[Opening INPUT MATERIAL section]

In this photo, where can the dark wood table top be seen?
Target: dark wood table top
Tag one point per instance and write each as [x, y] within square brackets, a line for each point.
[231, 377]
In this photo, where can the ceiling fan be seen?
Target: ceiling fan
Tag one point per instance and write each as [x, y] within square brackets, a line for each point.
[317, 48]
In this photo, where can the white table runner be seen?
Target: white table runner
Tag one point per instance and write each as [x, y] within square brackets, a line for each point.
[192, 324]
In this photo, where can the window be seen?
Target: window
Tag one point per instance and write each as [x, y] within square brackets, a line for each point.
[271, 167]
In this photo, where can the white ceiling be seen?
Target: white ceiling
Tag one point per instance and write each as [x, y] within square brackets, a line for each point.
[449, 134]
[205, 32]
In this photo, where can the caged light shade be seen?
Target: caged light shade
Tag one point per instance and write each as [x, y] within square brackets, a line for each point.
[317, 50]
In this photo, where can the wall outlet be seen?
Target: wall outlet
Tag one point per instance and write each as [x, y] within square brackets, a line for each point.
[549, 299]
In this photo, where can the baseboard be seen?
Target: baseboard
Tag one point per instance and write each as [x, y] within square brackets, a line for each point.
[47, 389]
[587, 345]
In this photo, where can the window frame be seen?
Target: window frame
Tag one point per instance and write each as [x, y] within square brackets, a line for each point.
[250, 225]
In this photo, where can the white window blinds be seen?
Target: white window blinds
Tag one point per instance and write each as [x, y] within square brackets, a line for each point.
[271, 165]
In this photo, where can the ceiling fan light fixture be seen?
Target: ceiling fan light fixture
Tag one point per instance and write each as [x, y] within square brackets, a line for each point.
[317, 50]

[Closing INPUT MATERIAL section]

ACTION ITEM — Write all the data out again, exactly.

EXPECTED ANSWER —
In this photo, where can the dark wood table top be seen?
Target: dark wood table top
Tag one point per instance and write each as [x, y] within square brackets, a line for each point.
[231, 377]
In this photo, where can the ceiling fan be seen?
Target: ceiling fan
Tag one point per instance and write each as [x, y] within square brackets, a line for each point.
[317, 48]
In this photo, where can the white table runner be seen?
Target: white table runner
Tag one point per instance and write each as [x, y] within square brackets, a line for each point.
[192, 324]
In this photo, where can the window be seen?
Target: window
Tag one point per instance and write each as [x, y] within square brackets, a line for each point.
[271, 167]
In this photo, where can the white ceiling be seen?
Target: white ceiling
Tag one point per instance and write each as [x, y] within square brackets, a line for each point.
[449, 134]
[205, 32]
In this photo, where can the caged light shade be seen?
Target: caged light shade
Tag one point per instance and write each as [x, y] within square brackets, a line for each point.
[317, 50]
In this photo, where can the wall outlet be seen?
Target: wall outlet
Tag one point per instance and write each as [x, y] within square brackets, a line for each point.
[549, 299]
In this photo, where can the baseboard be seen?
Target: baseboard
Tag one point per instance and write each as [x, y] within square brackets, a line for each point.
[47, 389]
[587, 345]
In this photo, where can the window frame be seen?
Target: window frame
Tag one point per instance and write each as [x, y] within square brackets, a line for each point.
[250, 225]
In this photo, where can the white window blinds be seen?
Target: white window blinds
Tag one point per instance and write each as [x, y] within square brackets, a line for each point.
[271, 165]
In this photo, where can the ceiling fan light fixture be seen?
Target: ceiling fan light fixture
Tag one point per instance and write each as [x, y] within square brackets, a line for each point.
[317, 50]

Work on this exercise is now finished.